___ DATASET ENTRIES

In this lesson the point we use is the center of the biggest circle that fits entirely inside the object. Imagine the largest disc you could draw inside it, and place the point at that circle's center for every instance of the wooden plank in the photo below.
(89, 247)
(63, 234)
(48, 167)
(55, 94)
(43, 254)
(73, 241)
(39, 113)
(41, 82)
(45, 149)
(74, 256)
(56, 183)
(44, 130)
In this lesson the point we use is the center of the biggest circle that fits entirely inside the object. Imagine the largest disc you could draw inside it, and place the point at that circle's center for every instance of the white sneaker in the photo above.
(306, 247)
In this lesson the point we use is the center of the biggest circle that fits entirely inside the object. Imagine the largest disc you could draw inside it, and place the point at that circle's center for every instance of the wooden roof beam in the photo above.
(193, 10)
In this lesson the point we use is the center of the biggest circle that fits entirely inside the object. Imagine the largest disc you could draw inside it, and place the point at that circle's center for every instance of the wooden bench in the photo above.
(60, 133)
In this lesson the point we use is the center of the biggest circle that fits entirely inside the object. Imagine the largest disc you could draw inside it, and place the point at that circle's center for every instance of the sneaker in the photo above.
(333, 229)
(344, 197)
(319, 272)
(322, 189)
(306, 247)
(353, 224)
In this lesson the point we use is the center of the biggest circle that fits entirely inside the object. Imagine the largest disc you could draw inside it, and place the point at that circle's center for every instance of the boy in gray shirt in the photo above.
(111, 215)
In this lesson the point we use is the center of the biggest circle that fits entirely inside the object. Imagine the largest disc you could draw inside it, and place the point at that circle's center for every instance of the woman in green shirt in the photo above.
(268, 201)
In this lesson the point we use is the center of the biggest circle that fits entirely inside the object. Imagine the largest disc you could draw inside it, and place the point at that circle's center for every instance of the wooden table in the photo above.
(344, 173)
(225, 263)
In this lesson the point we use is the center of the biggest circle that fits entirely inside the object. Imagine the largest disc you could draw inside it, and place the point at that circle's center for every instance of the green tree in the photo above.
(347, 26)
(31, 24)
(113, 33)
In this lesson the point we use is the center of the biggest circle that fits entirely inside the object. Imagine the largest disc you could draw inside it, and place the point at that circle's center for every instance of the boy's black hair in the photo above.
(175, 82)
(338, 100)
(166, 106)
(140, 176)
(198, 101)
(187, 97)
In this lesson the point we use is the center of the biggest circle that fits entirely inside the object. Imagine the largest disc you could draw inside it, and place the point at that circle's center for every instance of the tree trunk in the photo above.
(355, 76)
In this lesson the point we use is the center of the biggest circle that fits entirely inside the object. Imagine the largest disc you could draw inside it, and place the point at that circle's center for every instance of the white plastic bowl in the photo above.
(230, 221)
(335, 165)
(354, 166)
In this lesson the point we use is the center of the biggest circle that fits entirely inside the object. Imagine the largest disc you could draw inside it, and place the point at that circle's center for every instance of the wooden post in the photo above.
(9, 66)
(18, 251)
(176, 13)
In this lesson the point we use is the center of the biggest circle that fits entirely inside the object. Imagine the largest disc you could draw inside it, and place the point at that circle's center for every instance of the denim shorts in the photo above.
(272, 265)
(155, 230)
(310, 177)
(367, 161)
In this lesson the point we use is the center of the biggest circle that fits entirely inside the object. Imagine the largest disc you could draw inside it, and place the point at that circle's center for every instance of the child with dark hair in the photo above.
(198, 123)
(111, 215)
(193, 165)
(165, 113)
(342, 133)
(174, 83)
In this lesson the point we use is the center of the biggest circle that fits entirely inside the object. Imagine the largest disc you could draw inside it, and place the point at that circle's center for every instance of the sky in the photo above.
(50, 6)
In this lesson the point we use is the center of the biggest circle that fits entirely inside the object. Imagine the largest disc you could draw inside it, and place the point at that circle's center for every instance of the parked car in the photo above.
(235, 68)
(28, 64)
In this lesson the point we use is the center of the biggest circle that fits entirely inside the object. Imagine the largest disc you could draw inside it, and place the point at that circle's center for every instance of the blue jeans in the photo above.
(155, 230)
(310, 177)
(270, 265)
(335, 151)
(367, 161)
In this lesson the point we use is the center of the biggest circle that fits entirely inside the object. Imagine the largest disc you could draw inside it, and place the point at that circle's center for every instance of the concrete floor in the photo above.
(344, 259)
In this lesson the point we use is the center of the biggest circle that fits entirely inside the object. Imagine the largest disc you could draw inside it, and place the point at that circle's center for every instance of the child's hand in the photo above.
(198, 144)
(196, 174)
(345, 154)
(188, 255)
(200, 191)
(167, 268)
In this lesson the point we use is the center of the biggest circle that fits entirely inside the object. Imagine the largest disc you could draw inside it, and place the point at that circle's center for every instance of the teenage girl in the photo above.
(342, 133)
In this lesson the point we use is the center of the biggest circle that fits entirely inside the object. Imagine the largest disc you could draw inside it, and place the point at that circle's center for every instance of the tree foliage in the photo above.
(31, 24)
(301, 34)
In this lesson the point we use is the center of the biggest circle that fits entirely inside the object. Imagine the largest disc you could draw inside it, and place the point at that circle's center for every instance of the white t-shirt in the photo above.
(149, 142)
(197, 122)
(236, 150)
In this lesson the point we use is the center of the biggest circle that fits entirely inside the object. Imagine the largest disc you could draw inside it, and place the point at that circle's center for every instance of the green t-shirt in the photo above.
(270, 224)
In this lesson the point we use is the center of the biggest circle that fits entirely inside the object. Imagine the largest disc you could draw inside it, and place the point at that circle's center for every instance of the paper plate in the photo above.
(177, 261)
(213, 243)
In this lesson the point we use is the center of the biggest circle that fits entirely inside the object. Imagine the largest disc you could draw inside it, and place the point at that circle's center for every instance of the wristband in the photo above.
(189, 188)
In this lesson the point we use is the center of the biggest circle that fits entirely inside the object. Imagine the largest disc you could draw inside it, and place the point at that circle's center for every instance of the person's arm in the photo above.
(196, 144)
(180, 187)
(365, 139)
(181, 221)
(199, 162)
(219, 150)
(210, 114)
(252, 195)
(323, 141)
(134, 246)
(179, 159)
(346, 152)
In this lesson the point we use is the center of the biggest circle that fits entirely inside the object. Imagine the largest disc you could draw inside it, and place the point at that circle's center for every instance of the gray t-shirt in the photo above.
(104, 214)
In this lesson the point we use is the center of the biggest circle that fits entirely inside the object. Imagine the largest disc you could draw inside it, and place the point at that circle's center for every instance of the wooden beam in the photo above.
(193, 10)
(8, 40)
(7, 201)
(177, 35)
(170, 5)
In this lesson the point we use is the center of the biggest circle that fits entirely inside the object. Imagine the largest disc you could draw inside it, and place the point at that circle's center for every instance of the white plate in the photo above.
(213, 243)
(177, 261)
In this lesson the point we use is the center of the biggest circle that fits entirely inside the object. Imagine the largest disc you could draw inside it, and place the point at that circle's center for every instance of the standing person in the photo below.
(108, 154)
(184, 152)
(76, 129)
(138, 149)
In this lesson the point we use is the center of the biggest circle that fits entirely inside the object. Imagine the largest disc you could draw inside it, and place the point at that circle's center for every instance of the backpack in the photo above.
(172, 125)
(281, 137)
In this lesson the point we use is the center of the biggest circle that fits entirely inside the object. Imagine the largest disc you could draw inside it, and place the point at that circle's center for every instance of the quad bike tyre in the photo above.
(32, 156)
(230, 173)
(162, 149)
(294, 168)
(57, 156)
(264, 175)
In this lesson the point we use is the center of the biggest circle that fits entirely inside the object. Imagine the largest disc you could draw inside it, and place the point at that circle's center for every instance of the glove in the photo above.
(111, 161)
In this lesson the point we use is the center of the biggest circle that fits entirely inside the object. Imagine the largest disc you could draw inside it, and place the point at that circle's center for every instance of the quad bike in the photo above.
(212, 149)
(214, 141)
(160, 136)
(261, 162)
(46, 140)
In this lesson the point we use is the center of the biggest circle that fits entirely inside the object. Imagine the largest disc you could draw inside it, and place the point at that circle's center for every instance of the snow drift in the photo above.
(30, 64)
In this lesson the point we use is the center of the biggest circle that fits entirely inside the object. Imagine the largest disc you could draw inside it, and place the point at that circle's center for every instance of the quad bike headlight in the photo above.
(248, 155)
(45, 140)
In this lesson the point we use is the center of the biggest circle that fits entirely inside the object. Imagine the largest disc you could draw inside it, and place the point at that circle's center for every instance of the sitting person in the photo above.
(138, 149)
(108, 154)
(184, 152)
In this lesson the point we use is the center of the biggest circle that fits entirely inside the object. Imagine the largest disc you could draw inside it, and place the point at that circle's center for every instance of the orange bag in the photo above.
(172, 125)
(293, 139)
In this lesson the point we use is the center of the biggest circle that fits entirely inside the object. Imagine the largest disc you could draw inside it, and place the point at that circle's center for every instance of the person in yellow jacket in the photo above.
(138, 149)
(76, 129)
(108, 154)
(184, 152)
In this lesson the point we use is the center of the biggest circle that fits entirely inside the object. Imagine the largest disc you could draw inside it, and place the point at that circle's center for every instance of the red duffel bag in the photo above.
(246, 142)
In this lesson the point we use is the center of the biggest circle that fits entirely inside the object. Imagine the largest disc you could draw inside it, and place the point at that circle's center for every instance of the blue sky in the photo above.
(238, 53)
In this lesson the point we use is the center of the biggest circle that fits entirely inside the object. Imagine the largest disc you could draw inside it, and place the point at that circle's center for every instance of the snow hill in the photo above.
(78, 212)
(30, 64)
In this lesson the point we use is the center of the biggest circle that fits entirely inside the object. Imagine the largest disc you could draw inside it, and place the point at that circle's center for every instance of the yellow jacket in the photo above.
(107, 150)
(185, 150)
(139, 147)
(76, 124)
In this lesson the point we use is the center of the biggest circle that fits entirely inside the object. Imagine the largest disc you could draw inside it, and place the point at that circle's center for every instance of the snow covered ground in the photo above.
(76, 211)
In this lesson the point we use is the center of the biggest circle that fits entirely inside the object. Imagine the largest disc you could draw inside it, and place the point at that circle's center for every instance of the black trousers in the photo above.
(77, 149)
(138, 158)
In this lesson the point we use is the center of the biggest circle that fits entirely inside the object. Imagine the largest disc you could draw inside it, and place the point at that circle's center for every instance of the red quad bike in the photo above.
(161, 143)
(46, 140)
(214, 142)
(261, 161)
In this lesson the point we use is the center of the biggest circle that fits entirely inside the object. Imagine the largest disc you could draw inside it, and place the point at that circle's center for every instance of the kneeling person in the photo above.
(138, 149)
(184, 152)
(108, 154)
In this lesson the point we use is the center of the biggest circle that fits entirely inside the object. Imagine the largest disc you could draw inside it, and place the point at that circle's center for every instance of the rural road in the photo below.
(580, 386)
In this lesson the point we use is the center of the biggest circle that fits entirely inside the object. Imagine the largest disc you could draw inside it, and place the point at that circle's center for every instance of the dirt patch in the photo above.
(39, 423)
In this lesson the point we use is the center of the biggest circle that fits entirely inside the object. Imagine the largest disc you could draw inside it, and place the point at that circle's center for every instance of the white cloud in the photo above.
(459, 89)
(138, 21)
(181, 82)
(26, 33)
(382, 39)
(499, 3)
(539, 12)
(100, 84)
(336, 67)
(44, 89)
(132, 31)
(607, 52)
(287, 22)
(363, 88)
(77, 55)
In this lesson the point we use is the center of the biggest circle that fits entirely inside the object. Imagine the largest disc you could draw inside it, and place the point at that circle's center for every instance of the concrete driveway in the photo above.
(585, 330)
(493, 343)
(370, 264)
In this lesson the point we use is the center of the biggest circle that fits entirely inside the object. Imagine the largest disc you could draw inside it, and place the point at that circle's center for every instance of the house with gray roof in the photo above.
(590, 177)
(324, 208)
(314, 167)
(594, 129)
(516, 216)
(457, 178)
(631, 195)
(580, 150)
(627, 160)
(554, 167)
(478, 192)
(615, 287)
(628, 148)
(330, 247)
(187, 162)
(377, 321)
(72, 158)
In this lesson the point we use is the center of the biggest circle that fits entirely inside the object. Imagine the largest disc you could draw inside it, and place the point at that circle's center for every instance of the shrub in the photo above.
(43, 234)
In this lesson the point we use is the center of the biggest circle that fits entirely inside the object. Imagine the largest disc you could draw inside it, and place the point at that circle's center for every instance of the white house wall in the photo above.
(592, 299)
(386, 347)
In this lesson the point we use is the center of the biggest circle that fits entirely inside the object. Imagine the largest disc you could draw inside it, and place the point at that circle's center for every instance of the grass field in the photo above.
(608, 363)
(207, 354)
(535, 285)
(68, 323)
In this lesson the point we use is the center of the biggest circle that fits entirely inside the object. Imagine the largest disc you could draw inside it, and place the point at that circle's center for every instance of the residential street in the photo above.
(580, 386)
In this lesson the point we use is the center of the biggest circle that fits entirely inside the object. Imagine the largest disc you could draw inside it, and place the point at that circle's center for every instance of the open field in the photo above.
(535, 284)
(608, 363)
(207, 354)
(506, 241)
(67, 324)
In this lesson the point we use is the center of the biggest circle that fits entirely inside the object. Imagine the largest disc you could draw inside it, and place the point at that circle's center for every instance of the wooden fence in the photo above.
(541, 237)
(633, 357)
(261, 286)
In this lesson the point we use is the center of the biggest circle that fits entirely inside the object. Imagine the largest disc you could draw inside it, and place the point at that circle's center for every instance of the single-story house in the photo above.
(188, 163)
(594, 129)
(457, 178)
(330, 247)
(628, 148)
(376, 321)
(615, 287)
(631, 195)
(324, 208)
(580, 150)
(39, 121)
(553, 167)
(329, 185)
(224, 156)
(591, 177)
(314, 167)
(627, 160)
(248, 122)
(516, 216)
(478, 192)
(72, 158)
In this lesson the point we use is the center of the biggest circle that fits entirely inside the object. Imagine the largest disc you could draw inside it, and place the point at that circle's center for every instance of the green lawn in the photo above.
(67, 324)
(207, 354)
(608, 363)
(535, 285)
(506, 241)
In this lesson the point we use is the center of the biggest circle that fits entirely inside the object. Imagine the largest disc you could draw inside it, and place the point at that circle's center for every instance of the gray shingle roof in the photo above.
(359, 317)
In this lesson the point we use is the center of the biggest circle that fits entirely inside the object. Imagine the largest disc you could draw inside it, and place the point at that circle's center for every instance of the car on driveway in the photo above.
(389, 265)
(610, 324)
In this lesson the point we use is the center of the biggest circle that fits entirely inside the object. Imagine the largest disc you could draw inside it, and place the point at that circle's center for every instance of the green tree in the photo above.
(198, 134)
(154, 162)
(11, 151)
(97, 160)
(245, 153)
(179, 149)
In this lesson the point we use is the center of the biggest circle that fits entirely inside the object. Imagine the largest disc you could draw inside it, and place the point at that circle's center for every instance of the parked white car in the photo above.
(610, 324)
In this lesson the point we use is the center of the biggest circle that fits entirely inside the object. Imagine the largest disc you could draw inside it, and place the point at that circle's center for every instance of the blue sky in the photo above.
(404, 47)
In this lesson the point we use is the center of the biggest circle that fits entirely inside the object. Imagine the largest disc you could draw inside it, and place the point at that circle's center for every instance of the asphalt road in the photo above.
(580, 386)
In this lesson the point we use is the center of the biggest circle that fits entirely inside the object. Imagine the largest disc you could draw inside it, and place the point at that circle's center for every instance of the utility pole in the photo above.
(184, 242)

______

◆ AIM OF THE EXERCISE: Reproduce the entries word for word, starting at the line that contains "pole in the photo above." and ending with the last line of the entries.

◆ TASK RESULT:
In this lesson the point we use is the center of the biggest circle that fits entirely inside the object. Imagine the largest disc you could draw inside it, and place the point at that circle's center for every instance of the utility pole in the photo above.
(184, 242)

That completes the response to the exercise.